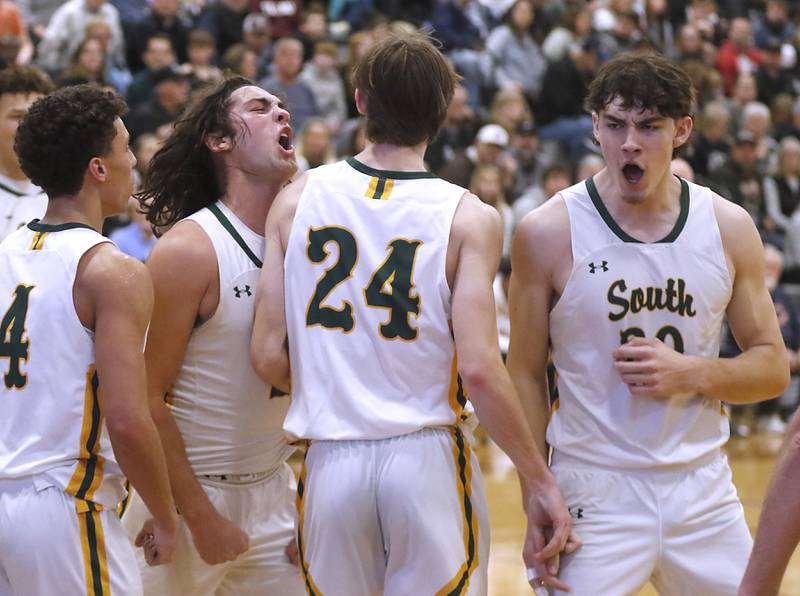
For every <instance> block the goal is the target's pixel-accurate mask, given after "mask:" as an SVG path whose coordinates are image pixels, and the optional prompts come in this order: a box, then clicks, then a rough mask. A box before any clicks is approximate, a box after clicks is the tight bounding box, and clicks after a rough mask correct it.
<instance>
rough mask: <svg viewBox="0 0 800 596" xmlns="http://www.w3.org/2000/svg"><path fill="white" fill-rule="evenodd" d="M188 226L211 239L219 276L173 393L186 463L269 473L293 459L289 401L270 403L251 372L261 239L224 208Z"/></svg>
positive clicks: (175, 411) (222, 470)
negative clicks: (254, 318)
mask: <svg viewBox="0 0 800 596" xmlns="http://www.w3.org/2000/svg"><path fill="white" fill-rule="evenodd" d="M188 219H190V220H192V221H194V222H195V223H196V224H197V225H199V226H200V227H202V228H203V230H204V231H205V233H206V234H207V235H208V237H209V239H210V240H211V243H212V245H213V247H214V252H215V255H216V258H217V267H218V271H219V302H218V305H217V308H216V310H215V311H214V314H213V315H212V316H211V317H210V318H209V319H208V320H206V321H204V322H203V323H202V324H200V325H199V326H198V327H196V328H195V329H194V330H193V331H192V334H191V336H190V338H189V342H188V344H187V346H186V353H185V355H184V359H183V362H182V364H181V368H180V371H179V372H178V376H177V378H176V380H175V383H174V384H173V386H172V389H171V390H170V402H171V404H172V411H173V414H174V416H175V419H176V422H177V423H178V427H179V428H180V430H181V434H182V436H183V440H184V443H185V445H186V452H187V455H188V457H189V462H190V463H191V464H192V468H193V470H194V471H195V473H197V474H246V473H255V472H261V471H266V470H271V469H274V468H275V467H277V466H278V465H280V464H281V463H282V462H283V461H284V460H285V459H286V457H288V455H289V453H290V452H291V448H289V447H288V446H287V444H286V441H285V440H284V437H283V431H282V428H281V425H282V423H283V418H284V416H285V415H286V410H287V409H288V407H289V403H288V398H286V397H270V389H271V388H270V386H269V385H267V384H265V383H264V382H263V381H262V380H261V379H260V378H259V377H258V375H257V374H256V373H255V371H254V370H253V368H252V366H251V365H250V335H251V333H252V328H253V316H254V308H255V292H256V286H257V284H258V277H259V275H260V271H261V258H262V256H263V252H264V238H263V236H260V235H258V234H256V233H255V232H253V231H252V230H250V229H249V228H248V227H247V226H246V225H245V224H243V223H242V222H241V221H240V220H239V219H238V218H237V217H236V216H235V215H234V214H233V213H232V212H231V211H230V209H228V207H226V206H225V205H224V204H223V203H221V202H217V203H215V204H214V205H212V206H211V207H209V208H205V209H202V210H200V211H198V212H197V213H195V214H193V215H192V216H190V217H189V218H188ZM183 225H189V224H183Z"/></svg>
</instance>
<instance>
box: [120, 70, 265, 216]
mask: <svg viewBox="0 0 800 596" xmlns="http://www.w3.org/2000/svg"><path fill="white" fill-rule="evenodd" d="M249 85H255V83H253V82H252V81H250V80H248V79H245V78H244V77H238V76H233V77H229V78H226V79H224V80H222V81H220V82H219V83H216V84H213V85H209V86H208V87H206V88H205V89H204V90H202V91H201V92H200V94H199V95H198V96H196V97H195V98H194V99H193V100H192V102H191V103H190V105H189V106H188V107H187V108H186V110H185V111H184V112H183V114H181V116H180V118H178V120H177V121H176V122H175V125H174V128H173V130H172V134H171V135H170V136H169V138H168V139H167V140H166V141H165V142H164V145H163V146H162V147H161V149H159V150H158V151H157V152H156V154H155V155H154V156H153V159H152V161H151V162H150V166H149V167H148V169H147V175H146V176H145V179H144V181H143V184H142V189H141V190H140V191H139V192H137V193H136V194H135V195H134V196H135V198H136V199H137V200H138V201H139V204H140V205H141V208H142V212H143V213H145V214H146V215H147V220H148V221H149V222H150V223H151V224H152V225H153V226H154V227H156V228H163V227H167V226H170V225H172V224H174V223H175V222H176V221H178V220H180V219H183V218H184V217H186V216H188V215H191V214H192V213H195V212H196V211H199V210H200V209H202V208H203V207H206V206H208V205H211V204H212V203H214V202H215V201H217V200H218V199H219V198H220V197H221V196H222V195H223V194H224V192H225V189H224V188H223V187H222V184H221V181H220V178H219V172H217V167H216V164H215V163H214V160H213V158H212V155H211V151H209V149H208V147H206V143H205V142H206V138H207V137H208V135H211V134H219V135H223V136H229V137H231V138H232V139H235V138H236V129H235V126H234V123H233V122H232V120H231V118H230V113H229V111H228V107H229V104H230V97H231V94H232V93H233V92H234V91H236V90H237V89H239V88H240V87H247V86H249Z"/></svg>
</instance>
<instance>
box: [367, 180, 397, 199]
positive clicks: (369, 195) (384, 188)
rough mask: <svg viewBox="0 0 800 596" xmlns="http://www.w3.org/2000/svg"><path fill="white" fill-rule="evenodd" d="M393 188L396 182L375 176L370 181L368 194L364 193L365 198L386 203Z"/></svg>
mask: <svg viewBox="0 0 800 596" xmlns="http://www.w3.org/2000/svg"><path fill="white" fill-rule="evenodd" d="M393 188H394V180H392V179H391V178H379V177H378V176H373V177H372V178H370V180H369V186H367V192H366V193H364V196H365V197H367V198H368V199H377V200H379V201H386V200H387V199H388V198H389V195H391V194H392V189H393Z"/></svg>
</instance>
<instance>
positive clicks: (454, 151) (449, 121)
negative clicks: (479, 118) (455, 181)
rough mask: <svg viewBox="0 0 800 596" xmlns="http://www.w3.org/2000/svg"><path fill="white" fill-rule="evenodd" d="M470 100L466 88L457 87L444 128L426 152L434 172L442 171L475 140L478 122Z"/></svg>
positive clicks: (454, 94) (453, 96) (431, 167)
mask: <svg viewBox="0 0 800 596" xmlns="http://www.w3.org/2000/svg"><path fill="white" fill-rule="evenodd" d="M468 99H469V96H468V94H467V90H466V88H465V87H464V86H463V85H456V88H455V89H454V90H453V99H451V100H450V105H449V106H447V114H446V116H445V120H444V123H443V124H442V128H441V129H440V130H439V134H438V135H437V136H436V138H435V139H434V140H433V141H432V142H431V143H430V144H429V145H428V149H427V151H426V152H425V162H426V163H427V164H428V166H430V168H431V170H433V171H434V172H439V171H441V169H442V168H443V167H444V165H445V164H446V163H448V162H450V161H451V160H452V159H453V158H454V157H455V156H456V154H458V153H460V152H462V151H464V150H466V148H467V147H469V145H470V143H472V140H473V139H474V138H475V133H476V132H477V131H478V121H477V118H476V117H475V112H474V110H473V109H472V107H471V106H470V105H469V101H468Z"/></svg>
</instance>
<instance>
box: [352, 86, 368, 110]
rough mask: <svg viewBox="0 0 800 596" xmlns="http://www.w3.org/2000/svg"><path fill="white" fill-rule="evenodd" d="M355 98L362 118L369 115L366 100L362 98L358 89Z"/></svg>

= = = =

*Your objective*. Would you retype all the material above exactly, apart from its pictures?

*Task response*.
For every <instance> block the goal is the target's pixel-accurate mask, given after "mask:" as an SVG path whose coordinates are image pixels, and the optional prompts come in this order: a box, then clicks, then a rough mask. A box before any clicks is approximate, a box after clicks is the tight bounding box, and clicks after a rough mask correct it.
<instance>
rough mask: <svg viewBox="0 0 800 596" xmlns="http://www.w3.org/2000/svg"><path fill="white" fill-rule="evenodd" d="M188 226L211 239L219 276L173 393L186 463L269 473L293 459L289 401L270 403L251 372L261 239L224 208Z"/></svg>
positive clicks: (175, 411) (222, 470)
negative clicks: (254, 318)
mask: <svg viewBox="0 0 800 596" xmlns="http://www.w3.org/2000/svg"><path fill="white" fill-rule="evenodd" d="M188 219H190V220H192V221H194V222H195V223H196V224H197V225H199V226H200V227H202V228H203V230H204V231H205V233H206V234H207V235H208V237H209V239H210V240H211V243H212V245H213V247H214V252H215V255H216V258H217V267H218V271H219V302H218V305H217V308H216V310H215V311H214V314H213V315H212V316H211V317H210V318H209V319H208V320H206V321H204V322H203V323H202V324H200V325H199V326H198V327H196V328H195V329H194V330H193V331H192V334H191V336H190V338H189V342H188V344H187V346H186V353H185V355H184V359H183V362H182V364H181V368H180V371H179V372H178V376H177V378H176V380H175V383H174V384H173V386H172V389H171V390H170V402H171V404H172V411H173V414H174V416H175V419H176V422H177V423H178V427H179V428H180V430H181V434H182V436H183V440H184V443H185V445H186V452H187V455H188V457H189V462H190V463H191V464H192V468H193V470H194V471H195V473H197V474H246V473H255V472H261V471H266V470H271V469H274V468H275V467H277V466H278V465H280V464H281V463H282V462H283V461H284V460H285V459H286V457H288V455H289V453H290V452H291V448H289V447H288V446H287V444H286V441H285V440H284V437H283V431H282V428H281V425H282V423H283V418H284V416H285V415H286V410H287V409H288V407H289V403H288V398H286V397H270V389H271V388H270V386H269V385H267V384H265V383H264V382H263V381H262V380H261V379H260V378H259V377H258V375H257V374H256V373H255V371H254V370H253V368H252V366H251V365H250V335H251V333H252V328H253V316H254V308H255V292H256V286H257V284H258V277H259V275H260V271H261V258H262V256H263V252H264V238H263V236H260V235H258V234H256V233H255V232H253V231H252V230H250V229H249V228H248V227H247V226H246V225H245V224H243V223H242V222H241V221H240V220H239V219H238V218H237V217H236V216H235V215H234V214H233V213H232V212H231V211H230V209H228V207H226V206H225V205H224V204H223V203H221V202H217V203H215V204H214V205H212V206H211V207H209V208H205V209H202V210H200V211H198V212H197V213H195V214H193V215H192V216H190V217H189V218H188ZM183 225H189V224H183Z"/></svg>
</instance>
<instance>
box: [120, 70, 265, 216]
mask: <svg viewBox="0 0 800 596" xmlns="http://www.w3.org/2000/svg"><path fill="white" fill-rule="evenodd" d="M249 85H255V83H253V82H252V81H250V80H248V79H245V78H244V77H238V76H233V77H229V78H226V79H224V80H222V81H220V82H219V83H216V84H213V85H209V86H208V87H206V88H205V89H204V90H202V91H201V92H200V94H199V95H198V96H196V97H195V98H194V99H193V100H192V102H191V103H190V105H189V106H188V107H187V108H186V110H185V111H184V112H183V114H181V116H180V118H178V120H177V121H176V122H175V125H174V128H173V130H172V134H171V135H170V136H169V138H168V139H167V140H166V141H165V142H164V145H163V146H162V147H161V149H159V150H158V151H157V152H156V154H155V155H154V156H153V159H152V161H151V162H150V166H149V167H148V169H147V175H146V176H145V179H144V181H143V184H142V189H141V190H140V191H139V192H137V193H136V194H135V195H134V196H135V198H136V199H137V200H138V201H139V204H140V205H141V208H142V212H143V213H145V214H146V215H147V220H148V221H149V222H150V223H151V224H152V225H153V226H154V227H156V228H163V227H167V226H170V225H172V224H174V223H175V222H176V221H178V220H180V219H183V218H184V217H186V216H188V215H191V214H192V213H195V212H196V211H199V210H200V209H202V208H203V207H206V206H208V205H211V204H212V203H214V202H215V201H217V200H218V199H219V198H220V197H221V196H222V195H223V194H224V192H225V189H224V188H223V187H222V184H221V181H220V178H219V172H217V167H216V164H215V163H214V160H213V158H212V155H211V151H209V149H208V147H206V143H205V142H206V138H207V137H208V135H211V134H219V135H223V136H229V137H231V138H232V139H235V138H236V129H235V126H234V123H233V122H232V120H231V118H230V113H229V111H228V107H229V104H230V97H231V94H232V93H233V92H234V91H236V90H237V89H239V88H240V87H247V86H249Z"/></svg>
</instance>
<instance>
box: [367, 180, 397, 199]
positive clicks: (369, 195) (384, 188)
rough mask: <svg viewBox="0 0 800 596" xmlns="http://www.w3.org/2000/svg"><path fill="white" fill-rule="evenodd" d="M393 188L396 182L375 176L370 181L368 194L364 193L365 198L386 203Z"/></svg>
mask: <svg viewBox="0 0 800 596" xmlns="http://www.w3.org/2000/svg"><path fill="white" fill-rule="evenodd" d="M393 188H394V180H392V179H391V178H379V177H378V176H373V177H372V178H370V180H369V186H367V192H366V193H364V196H365V197H367V198H368V199H377V200H379V201H386V200H387V199H388V198H389V195H391V194H392V189H393Z"/></svg>
</instance>
<instance>
positive clicks: (454, 151) (449, 121)
negative clicks: (479, 118) (455, 181)
rough mask: <svg viewBox="0 0 800 596" xmlns="http://www.w3.org/2000/svg"><path fill="white" fill-rule="evenodd" d="M470 100L466 88L457 87L444 128L426 152L434 172L442 171L475 140L478 122Z"/></svg>
positive clicks: (454, 94) (453, 96) (431, 167)
mask: <svg viewBox="0 0 800 596" xmlns="http://www.w3.org/2000/svg"><path fill="white" fill-rule="evenodd" d="M468 99H469V96H468V94H467V90H466V88H465V87H464V86H463V85H456V88H455V89H454V90H453V99H451V100H450V105H449V106H447V114H446V116H445V120H444V123H443V124H442V128H441V129H440V130H439V134H438V135H437V136H436V138H435V139H434V140H433V141H432V142H431V143H430V144H429V145H428V149H427V151H426V152H425V162H426V163H427V164H428V166H430V168H431V170H433V171H434V172H439V171H441V169H442V168H443V167H444V165H445V164H446V163H448V162H450V161H451V160H452V159H453V158H454V157H455V156H456V154H458V153H460V152H462V151H464V150H466V148H467V147H469V145H470V143H472V140H473V139H474V138H475V133H476V132H477V131H478V121H477V118H476V117H475V112H474V110H473V109H472V107H471V106H470V105H469V101H468Z"/></svg>
</instance>
<instance>
box: [352, 86, 368, 110]
rough mask: <svg viewBox="0 0 800 596" xmlns="http://www.w3.org/2000/svg"><path fill="white" fill-rule="evenodd" d="M355 98L362 118L369 115L366 100L362 98L358 89Z"/></svg>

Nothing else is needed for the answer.